> EXERCISE DIRECTIONS
Write out each of the records below word for word, keeping every line unchanged.
────────────────────────────────────────
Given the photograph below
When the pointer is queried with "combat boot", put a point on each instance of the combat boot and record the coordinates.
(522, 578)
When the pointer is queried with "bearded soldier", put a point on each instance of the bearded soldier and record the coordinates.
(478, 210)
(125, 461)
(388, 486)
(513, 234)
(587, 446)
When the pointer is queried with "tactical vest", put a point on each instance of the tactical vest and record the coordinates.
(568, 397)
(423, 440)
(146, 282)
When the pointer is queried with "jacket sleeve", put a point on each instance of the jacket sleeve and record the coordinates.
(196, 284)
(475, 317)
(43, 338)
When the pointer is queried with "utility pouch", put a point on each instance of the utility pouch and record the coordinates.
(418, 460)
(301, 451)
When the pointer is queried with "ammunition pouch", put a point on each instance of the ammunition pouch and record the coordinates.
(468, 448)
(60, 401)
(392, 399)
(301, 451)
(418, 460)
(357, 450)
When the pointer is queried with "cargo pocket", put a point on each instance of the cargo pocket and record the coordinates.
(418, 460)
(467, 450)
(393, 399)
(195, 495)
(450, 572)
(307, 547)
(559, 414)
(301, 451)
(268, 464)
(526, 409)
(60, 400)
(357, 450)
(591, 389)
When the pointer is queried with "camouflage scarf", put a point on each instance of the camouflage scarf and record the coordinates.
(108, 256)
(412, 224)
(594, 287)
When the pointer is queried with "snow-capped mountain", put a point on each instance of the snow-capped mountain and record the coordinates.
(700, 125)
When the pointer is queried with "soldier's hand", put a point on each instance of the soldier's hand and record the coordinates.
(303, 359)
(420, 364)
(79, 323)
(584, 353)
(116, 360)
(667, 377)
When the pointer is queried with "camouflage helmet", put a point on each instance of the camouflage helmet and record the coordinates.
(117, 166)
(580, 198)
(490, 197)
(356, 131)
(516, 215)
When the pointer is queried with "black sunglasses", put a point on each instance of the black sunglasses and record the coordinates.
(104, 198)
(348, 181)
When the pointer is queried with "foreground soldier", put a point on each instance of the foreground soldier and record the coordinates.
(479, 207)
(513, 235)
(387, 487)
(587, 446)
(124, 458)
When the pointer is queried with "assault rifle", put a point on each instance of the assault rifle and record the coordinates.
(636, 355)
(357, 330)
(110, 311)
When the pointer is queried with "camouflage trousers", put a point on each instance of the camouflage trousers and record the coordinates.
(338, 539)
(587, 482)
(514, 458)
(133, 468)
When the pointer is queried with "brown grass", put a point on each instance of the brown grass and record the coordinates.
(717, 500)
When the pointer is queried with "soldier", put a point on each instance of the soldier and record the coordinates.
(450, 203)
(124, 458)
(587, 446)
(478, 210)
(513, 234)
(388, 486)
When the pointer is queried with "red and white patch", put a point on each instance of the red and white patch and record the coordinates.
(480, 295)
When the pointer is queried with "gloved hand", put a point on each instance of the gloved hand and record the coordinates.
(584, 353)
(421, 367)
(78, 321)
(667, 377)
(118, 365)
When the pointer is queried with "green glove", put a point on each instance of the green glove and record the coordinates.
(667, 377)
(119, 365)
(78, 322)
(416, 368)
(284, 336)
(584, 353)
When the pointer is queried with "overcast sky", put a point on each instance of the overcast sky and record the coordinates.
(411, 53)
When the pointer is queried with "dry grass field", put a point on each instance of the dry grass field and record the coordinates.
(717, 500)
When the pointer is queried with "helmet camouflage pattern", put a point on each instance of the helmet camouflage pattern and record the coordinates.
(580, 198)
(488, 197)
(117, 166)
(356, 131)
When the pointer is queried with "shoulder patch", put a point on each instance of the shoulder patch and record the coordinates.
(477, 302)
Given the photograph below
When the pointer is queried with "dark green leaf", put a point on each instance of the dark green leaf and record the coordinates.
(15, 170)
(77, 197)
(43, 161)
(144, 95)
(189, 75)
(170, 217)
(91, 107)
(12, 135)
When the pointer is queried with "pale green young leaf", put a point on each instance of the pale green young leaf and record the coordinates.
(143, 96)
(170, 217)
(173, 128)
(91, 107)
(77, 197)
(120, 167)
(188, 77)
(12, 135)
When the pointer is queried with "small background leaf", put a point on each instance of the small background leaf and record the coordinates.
────────────────────────────────────────
> SOLUTION FOR THIS PROBLEM
Given the photograph below
When the pointer is queried with "combat boot", put a point on each instance of the combat boot and record the coordinates.
(522, 578)
When the pointer is queried with "bearded soldier", put a point on each instance of the bearded soldier and record the coordinates.
(478, 210)
(125, 461)
(388, 486)
(513, 234)
(587, 446)
When the pointer is queried with "tactical vest", put a point on each instance of the tactical vest and record the coordinates.
(568, 397)
(423, 440)
(146, 282)
When the pointer is queried with "jacket sleeve", put a point on each instance of the jacket sleeve and record the coordinates.
(196, 284)
(475, 317)
(43, 338)
When the pointer is queried with "utility pouch", put a point on each instance of the utility pouch and record the coordinates.
(418, 460)
(301, 451)
When the pointer is queried with "ammunition pouch", put a point on each instance of the ammunition pouch and record the coordinates.
(468, 448)
(60, 401)
(392, 399)
(301, 451)
(418, 460)
(357, 450)
When the pointer is queried with "cargo pocket", put a point on each instance of the cargo pocket and record the coordinates.
(418, 460)
(467, 450)
(393, 399)
(195, 495)
(450, 572)
(307, 547)
(559, 414)
(301, 451)
(268, 464)
(526, 409)
(60, 400)
(357, 450)
(591, 389)
When the pointer is queried with "camouflage scarf", put a point on each instance of the camouflage scarf and record the coordinates.
(108, 256)
(412, 224)
(594, 287)
When the pointer is queried with "snow-capped mountain", put a point on each instance of the snow-capped mountain and record the coordinates.
(700, 125)
When the pointer is queried with "soldier's hand", put a point on each instance of the soldier's hand and record the coordinates.
(303, 359)
(420, 364)
(79, 323)
(584, 353)
(116, 360)
(667, 377)
When the pointer is queried with "camouflage helmet", put a point on each instance of the camouflage helmet and record the coordinates.
(117, 166)
(580, 198)
(490, 197)
(356, 131)
(516, 215)
When the pointer is queried with "black sunglasses", put a point on each instance of the black sunglasses and record the coordinates.
(104, 198)
(348, 181)
When the pointer is queried with "foreground soldier", put a point on each instance of the foreground soldier and record the coordinates.
(479, 207)
(513, 235)
(387, 487)
(587, 446)
(124, 458)
When the pointer is queried with "assault rifle", put a point on each instance of the assault rifle and record the coordinates.
(636, 355)
(357, 330)
(110, 311)
When the pointer is queried with "camouflage trousers", put a point on each instance of the camouflage trousers and record the coordinates.
(338, 539)
(587, 482)
(514, 458)
(133, 468)
When the pointer is queried with "brown grass", put a point on each instance of the brown grass and record the coordinates.
(717, 500)
When the pointer is queried with "soldier", put a point on each instance of the soldier and record the coordinates.
(450, 203)
(124, 458)
(587, 446)
(478, 210)
(513, 234)
(388, 486)
When the pointer is queried with "red and white patch", put a point on each instance of the red and white patch and record the coordinates.
(480, 295)
When the pointer is queried with "gloved hand", put a point on each instance of the gloved hand and record the coordinates.
(584, 353)
(421, 367)
(78, 321)
(667, 377)
(118, 365)
When the pointer is queried with "green glove", put a point on each instance of the green glove and record the coordinates.
(667, 377)
(119, 365)
(78, 322)
(416, 368)
(284, 336)
(584, 353)
When the pointer is queried with "overcast sky", put a point on each instance of the overcast sky and record the coordinates.
(411, 53)
When the pointer is queried with "dry grass field", put a point on each instance of the dry grass field and record the coordinates.
(717, 500)
When the pointer is queried with "helmet camouflage pattern", put a point on each instance of the helmet camouflage pattern and record the coordinates.
(580, 198)
(488, 197)
(117, 166)
(356, 131)
When the pointer is queried with "shoulder patch", put a point on each instance of the shoulder patch and record the coordinates.
(477, 302)
Given the photograph below
When the pointer is queried with "dark green leaf", put a point on each instance of the dark green leaf and record the coordinates.
(15, 170)
(77, 197)
(43, 161)
(144, 95)
(189, 75)
(170, 217)
(91, 107)
(12, 135)
When the pointer is queried with "pale green young leaf", put a point on each instance of the pale green young leaf and record the coordinates.
(143, 96)
(170, 217)
(173, 128)
(91, 107)
(77, 197)
(120, 167)
(188, 77)
(12, 135)
When the pointer is queried with "small background leaf", put a point on each instance of the small background leaf and record the coordinates.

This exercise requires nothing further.